:: CONSIGNE A ::
Répondez aux questions suivantes à l'aide du récit sur le vieux vélo, présenté ci-dessous :
(i) En quelle année papa a-t-il acheté le vélo ?
(ii) Quel métier l'oncle Emile exerçait-il à Erneuville ?
(iii) Combien de kilomètres séparaient Chantemelle de la gare de formation de Stockem ?

:: EXTRAIT ::
****
Publié le 10/12/2017 à 08:40 par mamietitine Tags : moi monde bonne homme chez france fond travail nuit cadre fille sur pouvoir voyage jardin maison image centerblog gif png

NAÏVETES

 

LE VIEUX VELO.

 

 

 

Papa l’avait acheté après son service militaire, en

1920. Il se l’était offert avec une partie de

l’argent des indemnités qu’il venait de toucher

pour ses années d’emprisonnement, comme

déporté, au camp de concentration de Guben, à

la frontière polonaise. Ce fut d’abord un vélo de

course, mais après son mariage avec maman, il

en changea le guidon afin de permettre à sa

jeune épouse de s’assoir en amazone sur le

barreau supérieur du cadre. Il trimbala ainsi

régulièrement sa petite Laure chérie jusqu’à

Erneuville, un village tout près de Marche en

Famenne, en Ardenne profonde, où son frère

préféré, l’oncle Emile, exerçait le noble métier

d’instituteur. Papa éprouvait un besoin viscéral

de se ressourcer près de son frère aîné qui avait

lui-même passé les quatre années de guerre

dans les tranchées. Ensemble, les deux frères

allaient à la pêche et à la chasse en se

partageant leur vécu de ces rudes années, tandis

que leurs épouses, complices, se retrouvaient

avec délices.

 

 

 

Arriva une autre guerre, celle de quarante, et

quand la moto de papa fut réquisitionnée par les

allemands, le vieux vélo reprit du service. Papa

s’en servit pendant quatre ans pour parcourir les

douze kilomètres qui séparaient le village de

Chantemelle, où nous habitions alors, de son lieu

de travail à la gare de formation de Stockem.
****
:: DONNÉES FOURNIES ::
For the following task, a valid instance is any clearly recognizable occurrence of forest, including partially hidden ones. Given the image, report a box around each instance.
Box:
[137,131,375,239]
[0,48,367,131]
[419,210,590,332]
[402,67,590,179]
****
:: CONSIGNE B ::
Décalez de -112 chaque coordonnée de boîte dans la liste ci-dessus, puis recopiez intégralement toutes les lignes de cette liste.

:: SOLUTION A ::
(i) En 1920.
(ii) Il était instituteur.
(iii) Douze kilomètres.

:: SOLUTION B ::
For the following task, a valid instance is any clearly recognizable occurrence of forest, including partially hidden ones. Given the image, report a box around each instance.
Box:
[25,19,263,127]
[-112,-64,255,19]
[307,98,478,220]
[290,-45,478,67]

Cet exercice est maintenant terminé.